Tugas yang Diberikan A
Tuliskan kembali secara persis bagian berita sidang MK, mulai dari "JAKARTA, HUMAS MKRI" dan berakhir pada "Sidang Pleno MK.".
Tugas yang Diberikan B
Jawab pertanyaan berikut berdasarkan berita sidang MK.
(i) Pada hari dan tanggal berapa sidang lanjutan itu digelar?
(ii) Siapa yang memimpin sidang tersebut?
(iii) Menurut pemberitahuan pada sidang-sidang sebelumnya, kapan keterangan tertulis dan cv seharusnya diterima?

Teks yang Disediakan

----

JAKARTA, HUMAS MKRI - Mahkamah Konstitusi menggelar sidang lanjutan Pengujian Materiil Undang-Undang Nomor 6 Tahun 1983 tentang Ketentuan Umum dan Tata Cara Perpajakan (UU KUP) sebagaimana diubah dengan Undang-Undang Nomor 28 Tahun 2007 tentang Perubahan Ketiga atas Undang-Undang Nomor 6 Tahun 1983 tentang Ketentuan Umum dan Tata Cara Perpajakan pada Kamis (3/9/2020) di Ruang Sidang Pleno MK.
Ketua MK Anwar Usman selaku pemimpin sidang menyampaikan bahwa agenda persidangan adalah mendengarkan keterangan Ahli dan Saksi dari Pemohon. “Agenda persidangan untuk perkara 41/PUU-XVIII/2020 untuk mendengar ahli pemhon dan saksi pemohon. Namun menurut keterangan Kepaniteraan, keterangan dan cv dari ahli dan saksi baru diterima kemarin. Padahal pada sidang yang lalu dan sidang-sidang sebelumnya diberitahu bahwa keterangan tertulis dan cv diterima dua hari sebelum sidang,” ujar Anwar.

----

Daftar Entri

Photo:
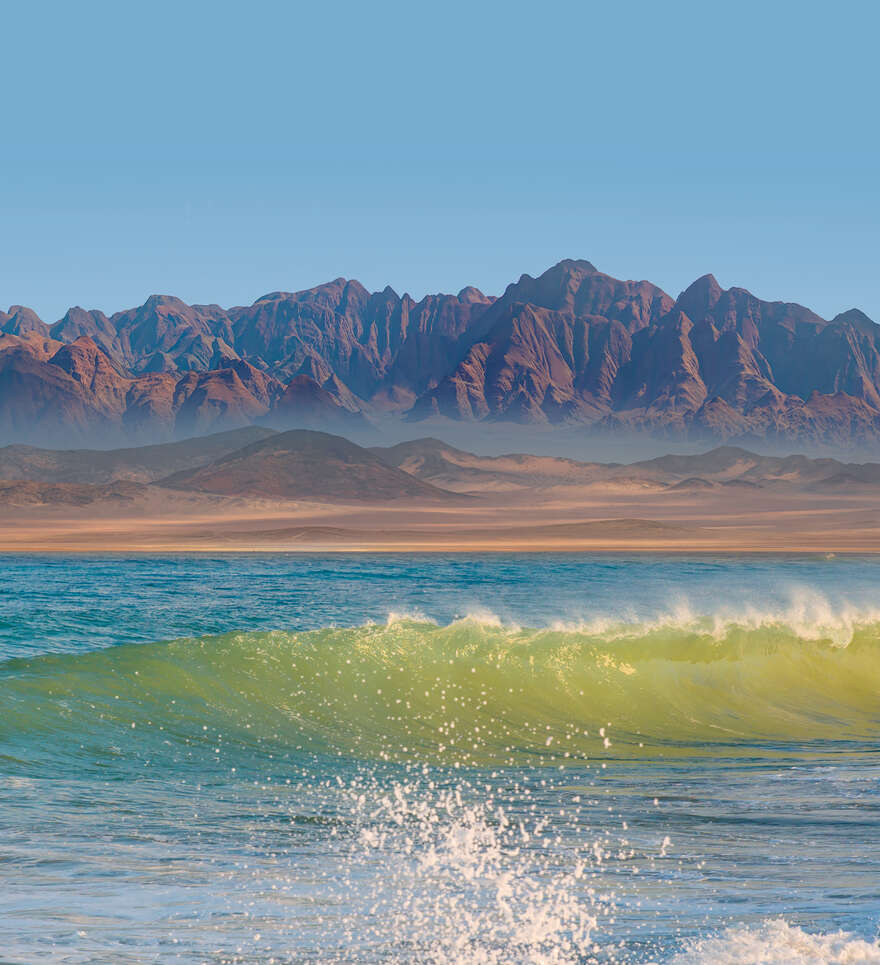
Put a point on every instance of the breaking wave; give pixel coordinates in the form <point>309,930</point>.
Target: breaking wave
<point>471,692</point>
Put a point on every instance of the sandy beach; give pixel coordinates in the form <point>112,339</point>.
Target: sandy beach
<point>594,519</point>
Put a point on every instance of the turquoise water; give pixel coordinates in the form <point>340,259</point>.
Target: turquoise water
<point>468,759</point>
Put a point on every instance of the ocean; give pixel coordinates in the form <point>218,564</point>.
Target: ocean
<point>440,759</point>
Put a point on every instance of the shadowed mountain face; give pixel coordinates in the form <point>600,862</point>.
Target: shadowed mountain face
<point>571,346</point>
<point>143,464</point>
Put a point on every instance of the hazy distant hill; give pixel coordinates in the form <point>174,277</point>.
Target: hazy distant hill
<point>573,345</point>
<point>142,464</point>
<point>302,464</point>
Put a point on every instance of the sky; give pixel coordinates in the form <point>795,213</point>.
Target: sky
<point>218,151</point>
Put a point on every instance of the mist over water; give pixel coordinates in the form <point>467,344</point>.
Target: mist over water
<point>486,759</point>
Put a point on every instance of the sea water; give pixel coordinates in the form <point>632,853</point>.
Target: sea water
<point>439,759</point>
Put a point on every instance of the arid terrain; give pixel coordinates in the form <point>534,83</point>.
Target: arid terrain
<point>254,490</point>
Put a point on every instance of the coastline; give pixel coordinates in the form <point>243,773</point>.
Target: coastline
<point>577,521</point>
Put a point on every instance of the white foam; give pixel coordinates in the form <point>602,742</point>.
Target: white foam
<point>776,942</point>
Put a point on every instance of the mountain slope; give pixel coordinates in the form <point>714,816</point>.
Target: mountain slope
<point>573,345</point>
<point>102,466</point>
<point>302,464</point>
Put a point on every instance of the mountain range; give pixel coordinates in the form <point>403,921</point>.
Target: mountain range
<point>572,346</point>
<point>257,463</point>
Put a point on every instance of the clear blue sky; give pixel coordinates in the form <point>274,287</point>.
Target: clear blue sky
<point>219,151</point>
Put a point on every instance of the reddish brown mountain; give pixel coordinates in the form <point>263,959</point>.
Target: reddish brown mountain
<point>572,345</point>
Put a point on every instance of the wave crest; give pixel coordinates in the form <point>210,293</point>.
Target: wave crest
<point>472,691</point>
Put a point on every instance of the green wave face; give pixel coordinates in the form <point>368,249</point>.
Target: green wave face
<point>468,693</point>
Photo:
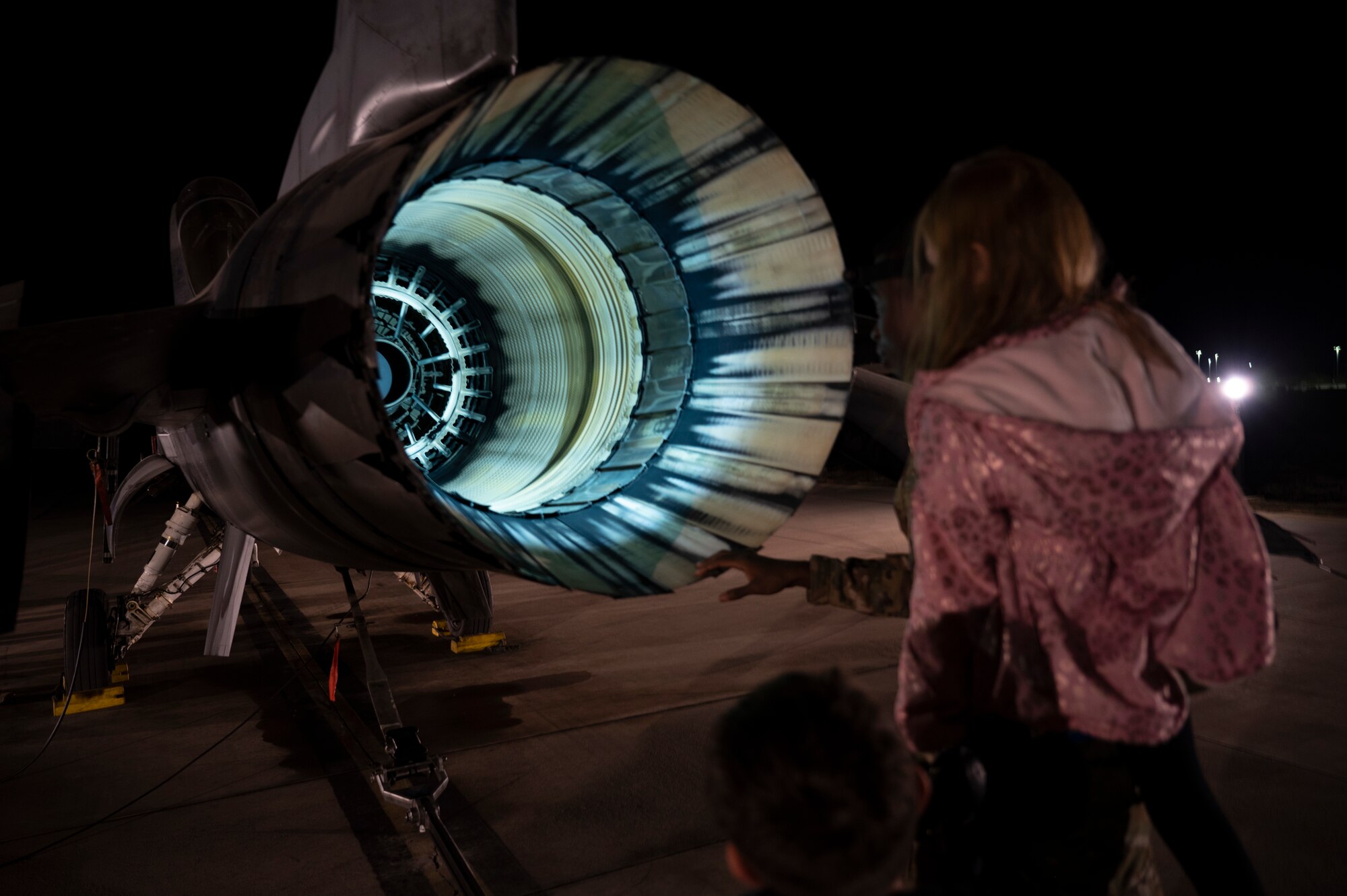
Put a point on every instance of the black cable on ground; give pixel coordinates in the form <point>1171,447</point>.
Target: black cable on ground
<point>84,626</point>
<point>191,762</point>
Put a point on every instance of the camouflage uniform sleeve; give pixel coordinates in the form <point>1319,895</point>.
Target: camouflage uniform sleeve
<point>874,587</point>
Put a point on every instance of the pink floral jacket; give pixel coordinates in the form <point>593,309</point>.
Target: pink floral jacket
<point>1078,539</point>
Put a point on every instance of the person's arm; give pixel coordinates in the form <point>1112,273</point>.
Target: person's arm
<point>953,642</point>
<point>875,587</point>
<point>872,587</point>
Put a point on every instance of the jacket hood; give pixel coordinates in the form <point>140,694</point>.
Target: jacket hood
<point>1088,435</point>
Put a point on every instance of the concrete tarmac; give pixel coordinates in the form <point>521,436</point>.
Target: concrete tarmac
<point>577,757</point>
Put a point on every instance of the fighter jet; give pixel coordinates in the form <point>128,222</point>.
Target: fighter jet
<point>585,324</point>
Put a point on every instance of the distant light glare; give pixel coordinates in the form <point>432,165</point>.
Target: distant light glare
<point>1236,388</point>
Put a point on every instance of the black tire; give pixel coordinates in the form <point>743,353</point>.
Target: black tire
<point>465,598</point>
<point>95,666</point>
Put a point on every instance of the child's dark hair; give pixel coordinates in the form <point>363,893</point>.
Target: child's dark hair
<point>817,796</point>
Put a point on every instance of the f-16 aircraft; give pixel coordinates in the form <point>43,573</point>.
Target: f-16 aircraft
<point>585,324</point>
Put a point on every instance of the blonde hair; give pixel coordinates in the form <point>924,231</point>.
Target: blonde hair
<point>1043,260</point>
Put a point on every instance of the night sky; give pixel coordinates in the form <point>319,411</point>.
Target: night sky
<point>1205,152</point>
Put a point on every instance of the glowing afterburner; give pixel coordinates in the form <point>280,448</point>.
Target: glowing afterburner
<point>611,324</point>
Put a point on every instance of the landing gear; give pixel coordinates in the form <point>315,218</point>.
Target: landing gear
<point>465,602</point>
<point>92,677</point>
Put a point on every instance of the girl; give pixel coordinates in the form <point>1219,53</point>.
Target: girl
<point>1078,539</point>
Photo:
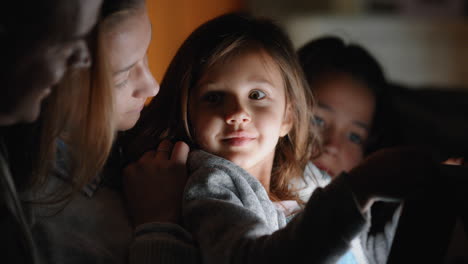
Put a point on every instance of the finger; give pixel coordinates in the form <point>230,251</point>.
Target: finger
<point>180,153</point>
<point>148,156</point>
<point>164,150</point>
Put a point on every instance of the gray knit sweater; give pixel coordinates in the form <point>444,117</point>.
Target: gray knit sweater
<point>231,217</point>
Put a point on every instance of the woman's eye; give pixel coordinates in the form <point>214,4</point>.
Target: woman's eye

----

Jawaban Tertulis A
JAKARTA, HUMAS MKRI - Mahkamah Konstitusi menggelar sidang lanjutan Pengujian Materiil Undang-Undang Nomor 6 Tahun 1983 tentang Ketentuan Umum dan Tata Cara Perpajakan (UU KUP) sebagaimana diubah dengan Undang-Undang Nomor 28 Tahun 2007 tentang Perubahan Ketiga atas Undang-Undang Nomor 6 Tahun 1983 tentang Ketentuan Umum dan Tata Cara Perpajakan pada Kamis (3/9/2020) di Ruang Sidang Pleno MK.

Jawaban Tertulis B
(i) Kamis (3/9/2020).
(ii) Ketua MK Anwar Usman.
(iii) Dua hari sebelum sidang.